_Excerpt provided_:
###

I could never bring myself to hate those who have passed through my life, for to do so would be to strip away parts of myself. I am built from every hand that has held mine, every voice that has spoken my name, every laugh that has risen beside me. No one moves through this world untouched—we take in pieces of each other, carrying them forward in ways seen and unseen. Love is not merely something that happens to us; it is the force that shapes us, the imprint left behind long after presence fades
Look at me closely, and you will see them all. The way I tuck my hair behind my ear, the way I bite my lip when I think, the way I soften my voice when someone is hurting—all borrowed, all inherited from the people I have loved. Some pieces were given gently, others pressed into me with the weight of pain, but they are mine now. That is what it means to connect—to exchange pieces of yourself until you no longer know where you end and another begins.
This is not poetry; this is biology. Humans are wired to reflect one another. Our nervous systems synchronize when we hold eye contact. Our hearts beat in time with those we care for. Mirror neurons ensure that we smile when others smile, that we flinch when they hurt. We are not meant to be separate. Even in solitude, we carry the bits of everyone we have ever held close.
This is the way it has always been. Since the beginning of time, survival depended on togetherness, on blending into a tribe, on attuning ourselves so deeply to others that their joy became ours, their sorrow a wound in our own chest. Love was never just a feeling; it was a way to stay alive. Our ancestors did not know loneliness the way we do now. They were part of something larger, something that pulsed with the rhythms of shared breath, of shared existence.
Even now, the past lingers in the way our bodies crave connection. Science tells us that a baby’s brain is shaped by the love it receives. That the absence of touch can weaken the heart. That a person who has lost someone they love will sometimes glimpse their face in a crowd, because the mind refuses to accept that love can ever truly disappear. And perhaps it does not. Perhaps love is nothing more than energy transferred, reshaped, continuing on in different forms.
Even my face is proof of love. The shape of my eyes, the slope of my nose—every feature is the result of countless generations of people finding one another, choosing one another, creating something new together. I do not simply exist because of biology; I exist because of love. Because two people met, and in some quiet, unspoken way, knew that they wanted to leave a piece of themselves behind.
And so, how could I ever hate those who have become part of me? Even those who hurt me, even those I had to walk away from—they remain in the way I move through the world. In the songs I cannot hear without remembering. In the lessons that made me wiser, stronger, softer. Love is not always kind, but it is always transformative.
Perhaps this is the only truth that matters: nothing is ever truly lost. People leave, but they do not disappear. They live on in the way you phrase your sentences, in the expressions you make without thinking. They become part of your inner monologue, part of the way you navigate the world. Love does not fade—it lingers, reshapes, settles into the marrow.
And so, I am not just myself. I am everyone I have ever loved. I am proof that they existed, that they mattered. And when I am gone, I will live on in the same way—in the way someone laughs, in the words they whisper to themselves when they think no one is listening.
Because to love is to become, and I have become so many.

###

_Material provided_:
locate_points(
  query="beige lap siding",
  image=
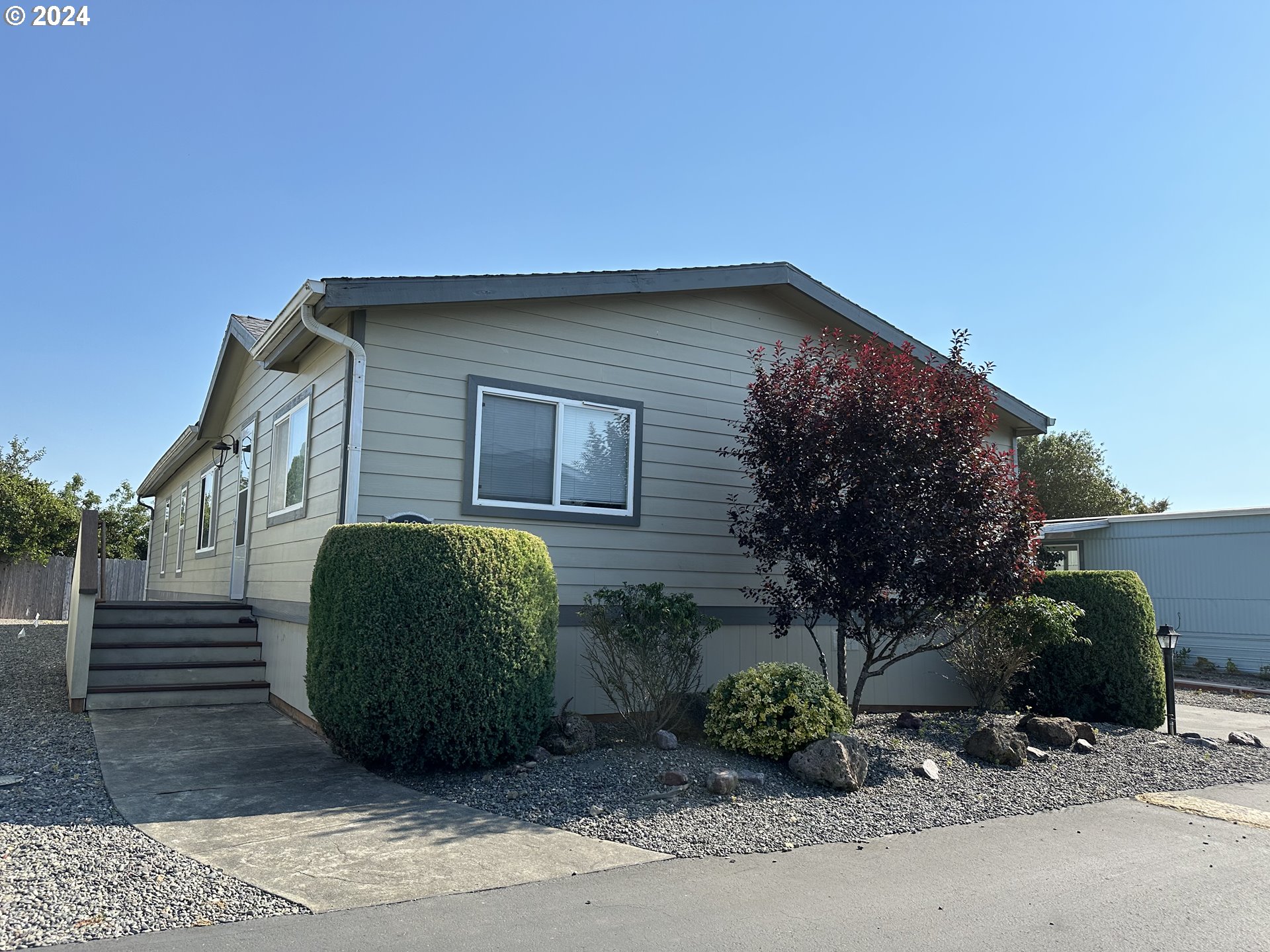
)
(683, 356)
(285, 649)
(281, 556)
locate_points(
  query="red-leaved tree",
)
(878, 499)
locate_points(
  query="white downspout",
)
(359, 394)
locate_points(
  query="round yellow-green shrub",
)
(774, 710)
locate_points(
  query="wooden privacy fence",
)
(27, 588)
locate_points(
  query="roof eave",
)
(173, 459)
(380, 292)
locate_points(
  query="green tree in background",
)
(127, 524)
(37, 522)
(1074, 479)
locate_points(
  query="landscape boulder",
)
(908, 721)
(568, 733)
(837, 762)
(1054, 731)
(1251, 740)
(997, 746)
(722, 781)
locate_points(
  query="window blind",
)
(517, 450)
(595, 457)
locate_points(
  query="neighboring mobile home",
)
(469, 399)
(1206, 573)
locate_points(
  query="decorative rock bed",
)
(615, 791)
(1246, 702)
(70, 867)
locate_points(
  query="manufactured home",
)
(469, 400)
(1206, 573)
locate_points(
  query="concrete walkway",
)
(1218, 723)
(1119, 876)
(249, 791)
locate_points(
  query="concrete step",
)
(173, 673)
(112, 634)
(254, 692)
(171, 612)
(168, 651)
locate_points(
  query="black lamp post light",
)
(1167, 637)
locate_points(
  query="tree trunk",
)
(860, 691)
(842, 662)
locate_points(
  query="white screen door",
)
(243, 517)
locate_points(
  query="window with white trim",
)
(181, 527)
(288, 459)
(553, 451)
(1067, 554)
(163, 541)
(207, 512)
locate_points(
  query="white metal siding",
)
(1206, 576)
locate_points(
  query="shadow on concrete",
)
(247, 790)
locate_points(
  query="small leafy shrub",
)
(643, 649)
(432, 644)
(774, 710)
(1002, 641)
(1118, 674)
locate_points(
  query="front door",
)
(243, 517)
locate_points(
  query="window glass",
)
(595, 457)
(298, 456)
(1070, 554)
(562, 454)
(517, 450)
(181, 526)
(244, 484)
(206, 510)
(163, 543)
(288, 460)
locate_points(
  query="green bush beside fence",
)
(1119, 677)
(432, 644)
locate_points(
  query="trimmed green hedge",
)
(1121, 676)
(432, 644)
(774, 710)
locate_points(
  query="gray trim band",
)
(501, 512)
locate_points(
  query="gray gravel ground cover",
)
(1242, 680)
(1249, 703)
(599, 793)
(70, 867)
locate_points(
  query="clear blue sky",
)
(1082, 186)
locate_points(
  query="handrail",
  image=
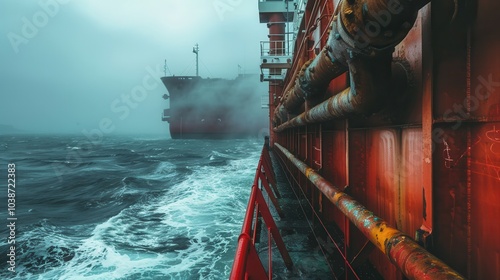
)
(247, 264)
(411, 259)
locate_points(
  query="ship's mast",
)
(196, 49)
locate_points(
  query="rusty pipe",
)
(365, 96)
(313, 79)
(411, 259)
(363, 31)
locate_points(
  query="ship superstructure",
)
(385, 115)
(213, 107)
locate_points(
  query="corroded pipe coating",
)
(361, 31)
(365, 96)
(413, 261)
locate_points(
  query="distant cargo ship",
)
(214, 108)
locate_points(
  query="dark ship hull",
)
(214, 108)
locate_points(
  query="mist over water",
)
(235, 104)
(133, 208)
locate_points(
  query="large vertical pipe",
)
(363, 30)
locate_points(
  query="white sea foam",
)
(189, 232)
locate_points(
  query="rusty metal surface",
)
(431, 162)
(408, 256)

###

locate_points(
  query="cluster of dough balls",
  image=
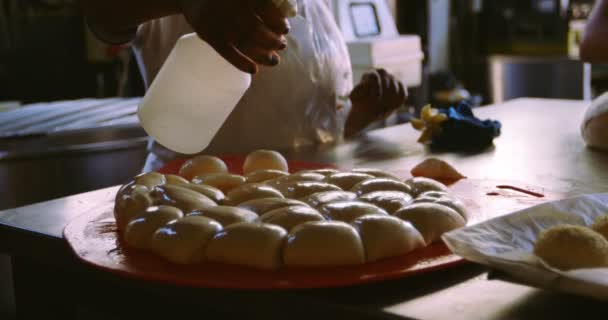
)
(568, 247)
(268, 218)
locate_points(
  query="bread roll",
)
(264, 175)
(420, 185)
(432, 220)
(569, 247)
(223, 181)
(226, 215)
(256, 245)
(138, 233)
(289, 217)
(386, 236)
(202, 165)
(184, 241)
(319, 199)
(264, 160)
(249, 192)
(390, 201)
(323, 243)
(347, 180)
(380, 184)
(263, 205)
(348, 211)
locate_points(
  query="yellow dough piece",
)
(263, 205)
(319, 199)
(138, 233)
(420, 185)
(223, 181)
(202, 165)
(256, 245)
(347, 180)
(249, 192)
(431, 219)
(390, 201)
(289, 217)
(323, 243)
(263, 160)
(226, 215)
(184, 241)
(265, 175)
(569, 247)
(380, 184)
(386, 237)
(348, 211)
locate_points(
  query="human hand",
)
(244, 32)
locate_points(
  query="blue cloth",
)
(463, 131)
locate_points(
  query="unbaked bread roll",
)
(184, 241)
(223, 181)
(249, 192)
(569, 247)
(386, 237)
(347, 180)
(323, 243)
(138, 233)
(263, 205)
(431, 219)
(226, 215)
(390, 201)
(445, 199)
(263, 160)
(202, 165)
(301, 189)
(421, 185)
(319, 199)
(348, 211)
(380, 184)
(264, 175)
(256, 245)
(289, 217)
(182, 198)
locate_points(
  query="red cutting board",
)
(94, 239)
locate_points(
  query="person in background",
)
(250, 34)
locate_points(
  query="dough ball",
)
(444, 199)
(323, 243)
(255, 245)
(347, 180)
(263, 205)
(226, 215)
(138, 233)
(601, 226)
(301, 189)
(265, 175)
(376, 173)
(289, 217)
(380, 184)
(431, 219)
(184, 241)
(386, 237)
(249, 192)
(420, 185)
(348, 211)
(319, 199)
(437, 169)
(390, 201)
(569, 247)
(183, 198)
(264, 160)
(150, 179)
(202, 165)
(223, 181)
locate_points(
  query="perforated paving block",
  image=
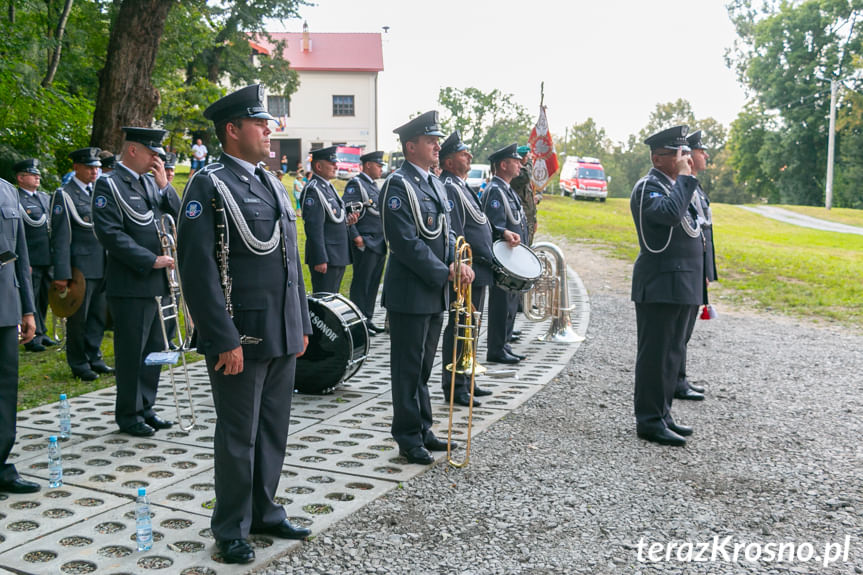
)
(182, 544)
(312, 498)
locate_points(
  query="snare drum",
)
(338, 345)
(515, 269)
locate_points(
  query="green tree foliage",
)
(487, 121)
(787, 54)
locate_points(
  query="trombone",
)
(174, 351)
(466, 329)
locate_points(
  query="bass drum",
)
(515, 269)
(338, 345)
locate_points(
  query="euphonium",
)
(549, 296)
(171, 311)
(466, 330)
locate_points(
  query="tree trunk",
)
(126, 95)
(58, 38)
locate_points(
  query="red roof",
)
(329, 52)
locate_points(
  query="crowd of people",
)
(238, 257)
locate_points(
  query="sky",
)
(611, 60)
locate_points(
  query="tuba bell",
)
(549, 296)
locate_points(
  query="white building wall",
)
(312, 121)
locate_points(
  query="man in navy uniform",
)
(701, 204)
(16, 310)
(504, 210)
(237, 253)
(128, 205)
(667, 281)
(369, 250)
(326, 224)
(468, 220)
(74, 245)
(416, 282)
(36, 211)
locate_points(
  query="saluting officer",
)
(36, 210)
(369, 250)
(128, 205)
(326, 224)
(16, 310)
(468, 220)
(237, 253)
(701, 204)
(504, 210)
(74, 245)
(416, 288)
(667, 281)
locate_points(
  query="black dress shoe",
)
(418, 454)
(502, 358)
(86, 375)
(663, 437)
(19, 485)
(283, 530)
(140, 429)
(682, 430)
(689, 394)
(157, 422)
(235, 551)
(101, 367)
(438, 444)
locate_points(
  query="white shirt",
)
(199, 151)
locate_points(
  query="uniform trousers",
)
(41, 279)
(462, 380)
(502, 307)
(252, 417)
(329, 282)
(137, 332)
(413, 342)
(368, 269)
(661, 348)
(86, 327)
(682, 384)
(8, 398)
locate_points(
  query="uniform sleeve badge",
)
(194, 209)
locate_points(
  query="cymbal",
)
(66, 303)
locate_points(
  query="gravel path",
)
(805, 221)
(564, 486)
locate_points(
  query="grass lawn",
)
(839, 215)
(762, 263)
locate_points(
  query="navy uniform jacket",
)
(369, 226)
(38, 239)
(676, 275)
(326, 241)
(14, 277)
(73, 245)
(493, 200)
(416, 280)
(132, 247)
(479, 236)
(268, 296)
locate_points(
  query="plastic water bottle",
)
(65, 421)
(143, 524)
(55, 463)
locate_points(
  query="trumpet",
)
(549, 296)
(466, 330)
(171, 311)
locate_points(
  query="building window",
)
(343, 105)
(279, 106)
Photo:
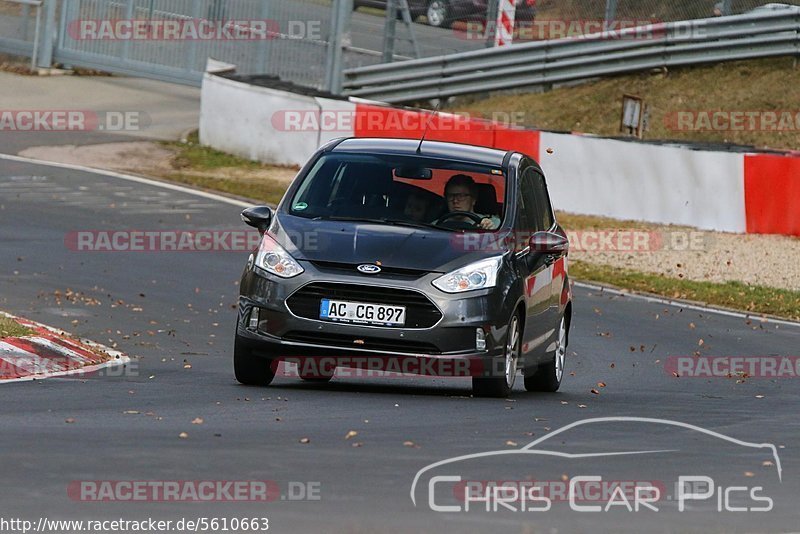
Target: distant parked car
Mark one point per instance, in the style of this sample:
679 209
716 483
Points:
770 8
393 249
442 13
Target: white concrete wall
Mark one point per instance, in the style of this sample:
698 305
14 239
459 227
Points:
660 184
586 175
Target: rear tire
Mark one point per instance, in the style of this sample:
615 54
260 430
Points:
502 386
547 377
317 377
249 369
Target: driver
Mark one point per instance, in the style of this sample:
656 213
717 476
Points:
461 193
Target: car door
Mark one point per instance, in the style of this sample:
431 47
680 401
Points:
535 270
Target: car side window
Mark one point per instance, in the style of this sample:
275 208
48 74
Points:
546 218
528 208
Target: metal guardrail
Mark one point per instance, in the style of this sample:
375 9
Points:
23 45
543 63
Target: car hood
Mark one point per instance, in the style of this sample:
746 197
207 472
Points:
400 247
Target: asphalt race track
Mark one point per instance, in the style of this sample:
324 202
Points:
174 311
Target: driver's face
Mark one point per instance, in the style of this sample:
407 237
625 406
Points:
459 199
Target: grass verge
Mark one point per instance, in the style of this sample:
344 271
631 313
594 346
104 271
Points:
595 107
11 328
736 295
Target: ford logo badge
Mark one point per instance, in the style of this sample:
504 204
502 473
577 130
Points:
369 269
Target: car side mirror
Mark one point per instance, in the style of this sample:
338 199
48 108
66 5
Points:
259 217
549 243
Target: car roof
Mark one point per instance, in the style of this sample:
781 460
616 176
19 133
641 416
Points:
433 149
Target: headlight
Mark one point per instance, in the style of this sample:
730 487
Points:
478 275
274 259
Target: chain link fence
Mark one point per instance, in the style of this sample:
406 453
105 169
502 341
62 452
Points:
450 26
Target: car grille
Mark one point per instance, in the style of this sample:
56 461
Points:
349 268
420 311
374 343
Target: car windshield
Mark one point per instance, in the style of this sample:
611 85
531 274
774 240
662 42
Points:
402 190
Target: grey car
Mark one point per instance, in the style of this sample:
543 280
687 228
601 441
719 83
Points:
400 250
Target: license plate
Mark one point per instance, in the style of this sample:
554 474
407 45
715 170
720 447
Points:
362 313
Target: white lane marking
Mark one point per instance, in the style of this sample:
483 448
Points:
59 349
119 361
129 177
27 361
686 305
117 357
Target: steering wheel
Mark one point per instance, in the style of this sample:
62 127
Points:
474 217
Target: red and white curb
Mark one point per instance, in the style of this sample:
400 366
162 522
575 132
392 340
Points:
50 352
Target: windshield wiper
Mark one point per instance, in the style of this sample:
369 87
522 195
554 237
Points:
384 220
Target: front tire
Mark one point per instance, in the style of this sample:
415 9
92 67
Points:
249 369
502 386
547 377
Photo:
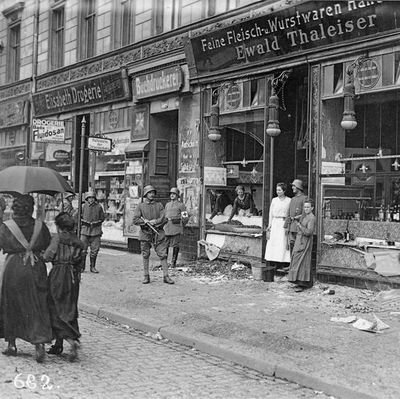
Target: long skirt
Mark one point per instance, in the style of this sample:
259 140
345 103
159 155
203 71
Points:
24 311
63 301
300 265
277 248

###

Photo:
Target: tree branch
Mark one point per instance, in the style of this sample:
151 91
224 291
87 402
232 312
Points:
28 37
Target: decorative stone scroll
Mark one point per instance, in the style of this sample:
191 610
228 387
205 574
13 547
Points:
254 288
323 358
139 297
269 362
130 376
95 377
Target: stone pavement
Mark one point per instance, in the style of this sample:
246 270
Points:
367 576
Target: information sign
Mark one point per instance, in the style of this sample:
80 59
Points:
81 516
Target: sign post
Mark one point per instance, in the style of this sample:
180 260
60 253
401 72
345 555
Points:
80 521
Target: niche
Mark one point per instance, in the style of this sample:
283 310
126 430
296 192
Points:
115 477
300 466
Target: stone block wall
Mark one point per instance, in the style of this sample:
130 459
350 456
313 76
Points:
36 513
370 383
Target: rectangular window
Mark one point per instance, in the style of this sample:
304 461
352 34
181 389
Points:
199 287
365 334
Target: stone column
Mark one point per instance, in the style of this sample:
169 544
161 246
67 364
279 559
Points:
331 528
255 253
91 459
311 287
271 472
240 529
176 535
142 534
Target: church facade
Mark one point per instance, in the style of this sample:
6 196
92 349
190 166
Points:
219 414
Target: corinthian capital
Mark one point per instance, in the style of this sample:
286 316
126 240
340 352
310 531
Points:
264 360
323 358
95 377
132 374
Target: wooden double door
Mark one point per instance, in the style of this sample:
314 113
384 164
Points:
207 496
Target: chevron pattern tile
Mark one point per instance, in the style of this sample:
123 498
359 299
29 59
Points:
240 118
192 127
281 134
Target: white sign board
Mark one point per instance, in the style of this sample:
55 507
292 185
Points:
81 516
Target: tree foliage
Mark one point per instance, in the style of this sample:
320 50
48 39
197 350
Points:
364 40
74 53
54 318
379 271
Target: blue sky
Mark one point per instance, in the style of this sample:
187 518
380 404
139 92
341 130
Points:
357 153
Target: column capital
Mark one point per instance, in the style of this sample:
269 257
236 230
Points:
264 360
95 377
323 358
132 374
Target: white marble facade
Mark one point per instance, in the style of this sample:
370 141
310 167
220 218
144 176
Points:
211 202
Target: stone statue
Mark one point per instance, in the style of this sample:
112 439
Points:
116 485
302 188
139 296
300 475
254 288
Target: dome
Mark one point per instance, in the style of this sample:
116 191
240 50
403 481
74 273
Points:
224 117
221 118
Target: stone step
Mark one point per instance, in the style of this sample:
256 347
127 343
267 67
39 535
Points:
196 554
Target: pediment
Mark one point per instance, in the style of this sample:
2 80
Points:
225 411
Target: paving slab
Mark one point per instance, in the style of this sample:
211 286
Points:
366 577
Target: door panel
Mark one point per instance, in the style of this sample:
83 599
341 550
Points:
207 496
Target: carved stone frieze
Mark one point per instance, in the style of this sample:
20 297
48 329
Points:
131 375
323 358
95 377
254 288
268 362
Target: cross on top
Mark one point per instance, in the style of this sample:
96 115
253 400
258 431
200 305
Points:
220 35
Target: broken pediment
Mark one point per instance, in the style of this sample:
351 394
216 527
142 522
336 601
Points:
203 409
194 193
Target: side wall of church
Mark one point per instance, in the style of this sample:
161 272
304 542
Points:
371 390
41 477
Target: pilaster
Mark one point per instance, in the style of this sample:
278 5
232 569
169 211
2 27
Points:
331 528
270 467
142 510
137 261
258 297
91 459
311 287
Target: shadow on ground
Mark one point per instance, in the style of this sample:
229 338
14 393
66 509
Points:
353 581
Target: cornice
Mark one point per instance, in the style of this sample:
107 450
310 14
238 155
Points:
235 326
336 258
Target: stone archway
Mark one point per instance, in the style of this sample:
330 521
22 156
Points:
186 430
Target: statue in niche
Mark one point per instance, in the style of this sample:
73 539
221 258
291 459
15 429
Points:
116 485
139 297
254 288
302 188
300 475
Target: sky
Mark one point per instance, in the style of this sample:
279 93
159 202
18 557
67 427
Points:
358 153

###

_Work to be completed_:
In the essay on love and connection, what can the absence of touch do?

_Response for this exercise_:
It can weaken the heart.